## What you need to do
Pick out and copy every line below that contains the word "above".

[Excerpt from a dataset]
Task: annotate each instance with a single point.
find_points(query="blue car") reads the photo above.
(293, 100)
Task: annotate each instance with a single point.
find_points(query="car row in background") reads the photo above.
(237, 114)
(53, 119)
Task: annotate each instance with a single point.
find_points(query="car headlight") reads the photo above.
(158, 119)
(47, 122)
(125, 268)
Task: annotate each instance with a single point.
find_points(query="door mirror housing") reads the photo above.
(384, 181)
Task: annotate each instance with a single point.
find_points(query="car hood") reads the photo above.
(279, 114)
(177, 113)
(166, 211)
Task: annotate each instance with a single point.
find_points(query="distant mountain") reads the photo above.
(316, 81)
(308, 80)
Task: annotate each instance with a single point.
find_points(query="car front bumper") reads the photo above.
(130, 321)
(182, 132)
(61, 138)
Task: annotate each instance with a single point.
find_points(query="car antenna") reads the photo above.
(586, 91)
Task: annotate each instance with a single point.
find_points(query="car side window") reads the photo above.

* * *

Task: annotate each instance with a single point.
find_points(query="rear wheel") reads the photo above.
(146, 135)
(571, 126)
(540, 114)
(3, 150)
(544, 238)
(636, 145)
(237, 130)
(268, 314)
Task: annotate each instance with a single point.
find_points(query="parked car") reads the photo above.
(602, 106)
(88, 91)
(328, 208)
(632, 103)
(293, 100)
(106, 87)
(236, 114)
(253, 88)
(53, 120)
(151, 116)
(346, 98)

## Response
find_points(query="blue car") reads the photo above.
find_points(query="car row in background") reads the photo above.
find_points(query="car headlight") reads the photo above.
find_points(query="door mirror housing") reads the photo above.
find_points(query="car hood") reads the photo above.
find_points(query="distant mountain") reads the photo above.
find_points(query="car front bumper") reads the photo above.
find_points(query="car antenna") reads the photo above.
find_points(query="car side window") reads the photo above.
find_points(query="rear wheel") reads the photo above.
find_points(query="parked car") reads the photo above.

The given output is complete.